Consigne A
Pouvez-vous recopier mot pour mot, dans le passage fourni, de « [15]            Le défendeur » à « de sa présentation. » ?

Passage fourni

☆ ☆ ☆

L'INTERPRÉTATION DU DÉFENDEUR

[15]            Le défendeur soutient que des dispositions législatives différentes s'appliquent selon que le délinquant fait une première demande ou une nouvelle demande de semi-liberté. Les parties s'accordent à reconnaître, au moins relativement à ce que le défendeur appelle la première demande, qu'on présente la demande de semi-liberté sous le régime du paragraphe 122(1) de la Loi et que, selon le paragraphe 157(2) du Règlement, la Commission doit l'examiner dans les six mois suivant la date de sa présentation.

 

[16]           La divergence fondamentale d'interprétation qui sépare les parties sous le rapport des nouvelles demandes de semi-liberté tient à ce que, selon le défendeur, ni le paragraphe 122(1) de la Loi ni par conséquent le paragraphe 157(2) du Règlement ne s'appliquent à ces nouvelles demandes.

 

[17]           Le défendeur soutient que les nouvelles demandes de semi-liberté sont présentées sous le régime du paragraphe 122(4) de la Loi. En effet, ce paragraphe exclut pour le délinquant la possibilité de former une nouvelle demande de cette nature jusqu'à ce que six mois se soient écoulés après le rejet par la Commission de sa demande précédente. Par conséquent, fait valoir le défendeur, c'est en vertu de cette disposition que le délinquant présente toute nouvelle demande, de sorte que celle‑ci relève du paragraphe 123(5), qui en prescrit l'examen dans les deux ans suivant la décision portant rejet de la première demande. Selon le défendeur, la prescription du paragraphe 157(2) du Règlement selon laquelle un examen doit être effectué dans les six mois ne s'applique qu'à la demande présentée sous le régime du paragraphe 122(1), c'est‑à‑dire à la première demande, à l'exclusion des autres.

 

[18]           Bref, toujours selon le défendeur, la Commission n'est tenue d'examiner la nouvelle demande de semi-liberté de M. Dixon, en date du 17 septembre 2007, que dans les deux ans suivant le rejet de sa demande précédente, soit avant le 15 mars 2009.

☆ ☆ ☆

Consigne B
Pouvez-vous reprendre sous forme d'énumération numérotée les lignes de la liste ci-dessous, de la ligne contenant « the snow-covered pine » jusqu'à la fin de cette liste, bornes comprises ? Omettez les lignes vides et les images.

☆ ☆ ☆

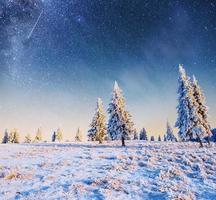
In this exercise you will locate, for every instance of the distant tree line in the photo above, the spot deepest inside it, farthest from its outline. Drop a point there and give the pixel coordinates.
(192, 121)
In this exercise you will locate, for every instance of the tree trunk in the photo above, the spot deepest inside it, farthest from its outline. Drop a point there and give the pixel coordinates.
(200, 141)
(123, 141)
(208, 140)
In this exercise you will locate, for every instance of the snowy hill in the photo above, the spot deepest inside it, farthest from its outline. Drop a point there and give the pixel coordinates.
(142, 170)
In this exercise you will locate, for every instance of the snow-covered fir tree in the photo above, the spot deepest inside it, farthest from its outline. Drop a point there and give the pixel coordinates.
(5, 138)
(59, 135)
(54, 136)
(186, 110)
(14, 136)
(152, 138)
(120, 125)
(27, 138)
(136, 137)
(213, 137)
(79, 136)
(38, 137)
(98, 130)
(143, 135)
(169, 136)
(202, 127)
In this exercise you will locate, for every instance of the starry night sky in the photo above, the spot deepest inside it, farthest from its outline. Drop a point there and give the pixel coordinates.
(80, 47)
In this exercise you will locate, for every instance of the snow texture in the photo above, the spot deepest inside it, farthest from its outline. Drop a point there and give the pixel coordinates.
(142, 170)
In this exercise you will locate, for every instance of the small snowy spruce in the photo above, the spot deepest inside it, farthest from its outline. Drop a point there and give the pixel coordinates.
(169, 136)
(27, 138)
(143, 135)
(136, 137)
(120, 125)
(54, 136)
(59, 135)
(38, 137)
(186, 109)
(152, 138)
(98, 130)
(79, 136)
(14, 136)
(5, 138)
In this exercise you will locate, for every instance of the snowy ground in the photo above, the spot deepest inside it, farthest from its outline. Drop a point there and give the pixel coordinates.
(90, 171)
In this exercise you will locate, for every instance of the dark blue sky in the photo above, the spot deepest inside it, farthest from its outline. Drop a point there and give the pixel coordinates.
(79, 47)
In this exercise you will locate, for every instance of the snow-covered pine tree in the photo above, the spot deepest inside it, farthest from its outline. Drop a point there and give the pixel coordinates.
(120, 125)
(54, 136)
(186, 110)
(27, 138)
(213, 137)
(14, 136)
(202, 127)
(169, 136)
(143, 135)
(38, 137)
(5, 137)
(79, 136)
(98, 130)
(59, 135)
(152, 138)
(136, 137)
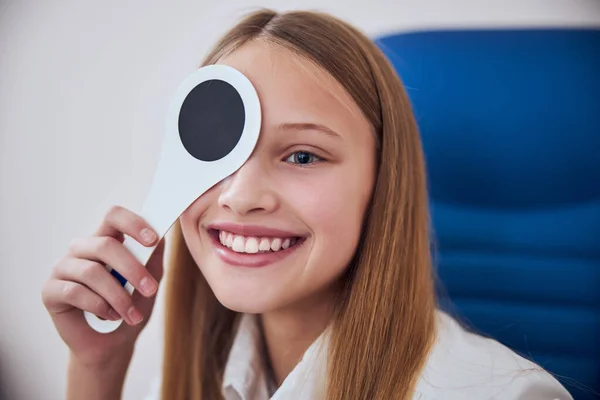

☆ ☆ ☆

Réponse attendue A
[15]            Le défendeur soutient que des dispositions législatives différentes s'appliquent selon que le délinquant fait une première demande ou une nouvelle demande de semi-liberté. Les parties s'accordent à reconnaître, au moins relativement à ce que le défendeur appelle la première demande, qu'on présente la demande de semi-liberté sous le régime du paragraphe 122(1) de la Loi et que, selon le paragraphe 157(2) du Règlement, la Commission doit l'examiner dans les six mois suivant la date de sa présentation.

Réponse attendue B
1. In this exercise you will locate, for every instance of the snow-covered pine tree in the photo above, the spot deepest inside it, farthest from its outline. Drop a point there and give the pixel coordinates.
2. (120, 125)
3. (54, 136)
4. (186, 110)
5. (27, 138)
6. (213, 137)
7. (14, 136)
8. (202, 127)
9. (169, 136)
10. (143, 135)
11. (38, 137)
12. (5, 137)
13. (79, 136)
14. (98, 130)
15. (59, 135)
16. (152, 138)
17. (136, 137)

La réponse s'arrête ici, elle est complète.